Copy the records below, substituting "puppy's" for every "dog's" and leaving everything else unchanged.

================================

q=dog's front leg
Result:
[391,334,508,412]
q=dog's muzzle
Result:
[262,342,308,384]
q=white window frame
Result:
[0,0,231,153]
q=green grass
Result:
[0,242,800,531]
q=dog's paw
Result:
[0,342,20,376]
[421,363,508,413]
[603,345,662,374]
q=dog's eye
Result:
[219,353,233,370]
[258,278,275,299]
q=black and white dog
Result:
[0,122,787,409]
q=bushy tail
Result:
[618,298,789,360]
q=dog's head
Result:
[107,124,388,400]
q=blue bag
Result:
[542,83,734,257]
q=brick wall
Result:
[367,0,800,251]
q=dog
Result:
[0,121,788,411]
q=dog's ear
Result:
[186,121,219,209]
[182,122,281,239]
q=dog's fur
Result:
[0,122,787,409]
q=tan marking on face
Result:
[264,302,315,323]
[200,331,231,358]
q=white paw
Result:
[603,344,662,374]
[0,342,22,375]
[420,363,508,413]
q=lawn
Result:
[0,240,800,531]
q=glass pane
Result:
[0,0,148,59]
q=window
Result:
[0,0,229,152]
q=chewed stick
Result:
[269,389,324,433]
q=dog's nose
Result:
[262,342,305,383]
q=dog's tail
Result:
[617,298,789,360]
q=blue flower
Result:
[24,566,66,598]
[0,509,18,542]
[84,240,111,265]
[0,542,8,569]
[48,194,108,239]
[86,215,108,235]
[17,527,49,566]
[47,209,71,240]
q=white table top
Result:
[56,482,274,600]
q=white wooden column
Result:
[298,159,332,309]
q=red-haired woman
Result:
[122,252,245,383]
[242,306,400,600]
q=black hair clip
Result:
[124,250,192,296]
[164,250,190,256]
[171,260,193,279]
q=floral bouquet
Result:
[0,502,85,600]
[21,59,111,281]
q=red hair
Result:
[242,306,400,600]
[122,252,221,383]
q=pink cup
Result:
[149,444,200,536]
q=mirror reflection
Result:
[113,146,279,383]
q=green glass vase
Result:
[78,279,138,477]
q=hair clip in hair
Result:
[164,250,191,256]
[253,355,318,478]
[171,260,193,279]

================================

§ **The response**
q=puppy's front leg
Result:
[391,334,508,412]
q=puppy's muzzle
Result:
[262,342,308,384]
q=white window frame
Result:
[0,0,231,153]
q=green grass
Result:
[0,242,800,531]
q=puppy's paw
Result:
[0,342,20,376]
[421,363,508,413]
[603,345,662,374]
q=puppy's eye
Result:
[219,353,233,370]
[258,278,275,299]
q=black and white dog
Result:
[0,122,787,409]
q=bushy tail
Result:
[618,298,789,360]
q=puppy's head
Result:
[107,124,388,400]
q=blue bag
Result:
[542,83,734,257]
q=brick wall
Result:
[367,0,800,251]
q=dog
Result:
[0,121,788,411]
q=puppy's ear
Result:
[186,121,219,209]
[182,122,281,239]
q=puppy's fur
Result:
[0,122,787,409]
q=tan marking on face
Result:
[264,302,315,323]
[200,331,231,358]
q=white paw
Result:
[603,344,662,374]
[0,342,22,375]
[420,363,508,413]
q=lawn
Result:
[0,240,800,531]
q=glass pane
Result:
[0,0,148,59]
q=window
Result:
[0,0,229,152]
q=chewed stick
Result:
[269,389,324,433]
q=puppy's nose
Result:
[262,342,305,383]
q=puppy's tail
Result:
[617,298,789,360]
q=blue flower
Result:
[24,566,66,598]
[0,509,18,542]
[84,240,111,265]
[0,542,8,569]
[48,194,108,239]
[86,215,108,235]
[17,527,49,566]
[47,209,71,240]
q=white table top
Result:
[56,482,274,600]
q=white wooden column
Result:
[298,159,332,309]
q=red-haired woman
Result:
[122,252,245,383]
[242,306,400,600]
q=black hair clip
Result:
[124,250,192,296]
[164,250,190,256]
[171,260,193,279]
q=floral bouquet
Result:
[0,502,85,600]
[21,59,111,281]
q=red hair
Result:
[242,306,400,600]
[122,252,221,383]
q=pink cup
Result:
[149,444,200,536]
q=mirror reflection
Result:
[113,146,279,383]
q=green glass vase
Result:
[78,279,138,477]
q=hair clip in hair
Result:
[164,250,191,256]
[253,355,318,478]
[171,260,193,279]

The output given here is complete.